-- TEXT PASSAGE --
EVENTS OF DEFAULT; NOTICE AND WAIVER

         An Event of Default is defined in the Indenture as being: default in
payment of the principal of or premium, if any (upon redemption or otherwise),
on the Debentures (whether or not such payment is permitted to be made under the
subordination provisions described above); default for 30 days in payment of any
installment of interest, including Liquidated Damages, if any, on the Debentures
(whether or not such payment is permitted to be made under the subordination
provisions described above); default by the Company for 60 days after notice in
the observance or performance of any other covenants in the Debentures or the
Indenture; or certain events involving bankruptcy, insolvency or reorganization
of the Company or any of its Significant Subsidiaries. The Indenture provides
that the Trustee may withhold notice to the holders of the Debentures of any
default (except in payment of principal or premium, if any, or interest
(including Liquidated Damages, if any) with respect to the Debentures) if the
Trustee considers it in the interest of the holders of the Debentures to do so.

         The Indenture provides that if an Event of Default shall have occurred
and be continuing, the Trustee or the holders of not less than 25% in principal
amount of the Debentures then outstanding may declare the principal of, premium,
if any, and accrued interest (including Liquidated Damages, if any) on the
Debentures to be due and payable immediately. In the case of certain events of
bankruptcy or insolvency of the Company, the principal of, premium, if any, and
accrued interest (including Liquidated Damages, if any) on the Debentures shall
automatically become and be immediately due and payable. However, if the Company
shall cure all defaults (except the nonpayment of principal of, premium, if any,
and interest (including Liquidated Damages, if any) on any of the Debentures
which shall have become due by acceleration) and certain other conditions are
met, with certain exceptions, such declaration may be canceled and past defaults
may be waived by the holders of a majority of the principal amount of the
Debentures then outstanding.

-- PROMPT A --
Please rewrite the records from the line containing "Task: pick out brown wood-sided" down through the line containing "<point>262,705</point>", renaming "green lawn" to "grass area" and keeping everything else unchanged.
The indenture passage and the records come from unrelated sources.

-- EXTRACTED RECORDS --
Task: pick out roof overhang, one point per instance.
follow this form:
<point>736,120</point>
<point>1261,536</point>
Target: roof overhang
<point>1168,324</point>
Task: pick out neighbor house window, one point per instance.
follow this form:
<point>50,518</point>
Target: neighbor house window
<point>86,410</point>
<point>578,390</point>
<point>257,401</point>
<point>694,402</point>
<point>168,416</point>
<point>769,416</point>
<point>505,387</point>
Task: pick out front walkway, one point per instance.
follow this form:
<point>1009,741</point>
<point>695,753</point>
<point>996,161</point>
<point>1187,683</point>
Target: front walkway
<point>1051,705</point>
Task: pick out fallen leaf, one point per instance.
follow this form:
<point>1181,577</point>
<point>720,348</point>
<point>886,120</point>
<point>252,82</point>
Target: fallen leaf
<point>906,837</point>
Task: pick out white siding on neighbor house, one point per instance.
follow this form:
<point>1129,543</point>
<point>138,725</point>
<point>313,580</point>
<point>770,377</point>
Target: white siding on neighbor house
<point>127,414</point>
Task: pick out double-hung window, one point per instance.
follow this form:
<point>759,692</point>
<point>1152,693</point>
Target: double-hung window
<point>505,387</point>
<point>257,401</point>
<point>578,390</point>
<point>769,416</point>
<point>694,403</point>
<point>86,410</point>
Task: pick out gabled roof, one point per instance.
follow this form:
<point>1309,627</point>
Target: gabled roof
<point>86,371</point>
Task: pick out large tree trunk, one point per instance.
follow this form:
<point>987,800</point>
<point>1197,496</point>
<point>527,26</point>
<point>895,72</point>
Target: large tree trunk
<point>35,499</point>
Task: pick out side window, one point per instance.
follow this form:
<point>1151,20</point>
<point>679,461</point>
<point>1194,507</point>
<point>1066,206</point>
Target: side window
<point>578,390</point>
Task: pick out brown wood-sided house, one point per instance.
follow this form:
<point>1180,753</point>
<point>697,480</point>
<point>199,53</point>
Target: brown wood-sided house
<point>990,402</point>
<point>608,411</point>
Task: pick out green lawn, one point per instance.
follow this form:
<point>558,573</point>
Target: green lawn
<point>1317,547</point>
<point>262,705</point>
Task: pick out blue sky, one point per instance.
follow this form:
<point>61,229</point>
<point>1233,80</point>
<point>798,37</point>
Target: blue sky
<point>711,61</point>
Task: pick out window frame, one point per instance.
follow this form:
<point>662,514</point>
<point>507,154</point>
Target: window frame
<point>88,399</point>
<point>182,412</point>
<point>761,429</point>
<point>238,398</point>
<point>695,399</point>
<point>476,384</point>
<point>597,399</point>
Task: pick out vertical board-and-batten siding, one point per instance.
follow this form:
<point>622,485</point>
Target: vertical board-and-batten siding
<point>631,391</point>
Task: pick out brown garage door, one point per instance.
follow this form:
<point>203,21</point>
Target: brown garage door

-- PROMPT B --
Continue the indenture passage on events of default, starting after its last sentence.

-- EXERCISE ANSWER A --
Task: pick out brown wood-sided house, one point per instance.
follow this form:
<point>1180,753</point>
<point>697,480</point>
<point>199,53</point>
Target: brown wood-sided house
<point>990,402</point>
<point>608,411</point>
Task: pick out grass area, one point per instance.
follow this form:
<point>558,573</point>
Target: grass area
<point>1317,547</point>
<point>262,705</point>

-- EXERCISE ANSWER B --
         The Indenture provides that any payment of principal, premium, if any,
or interest (including Liquidated Damages, if any) that is not made when due
(whether OR not such payment is permitted to be made under the subordination
provisions described above) will accrue interest, to the extent legally
permissible, at the annual rate set forth on the cover page hereof from the date
on which such payment was required under the terms of the Indenture until the
date of payment.

         The holders of a majority in principal amount of the Debentures then
outstanding shall have the right to direct in writing the time, method and place
of conducting any proceedings for any remedy available to the Trustee, subject
to certain limitations specified in the Indenture.

         The Indenture provides that no holder of the Debentures may pursue any
remedy under the Indenture, except for a default in the payment of principal,
premium, if any, or interest (including Liquidated Damages, if any), on the
Debentures, unless such holder shall have previously given to the Trustee
written notice of a continuing Event of Default, and the holders of at least 25%
in principal amount of the outstanding Debentures shall have made a written
request, and offered reasonable indemnity, to the Trustee to pursue the remedy,
and the Trustee shall not have received from the holders of a majority in
principal amount of the outstanding Debentures a direction inconsistent with

                                      -24-


<PAGE>   27



such request and shall have failed to comply with such request within 60 days
after receipt of such request.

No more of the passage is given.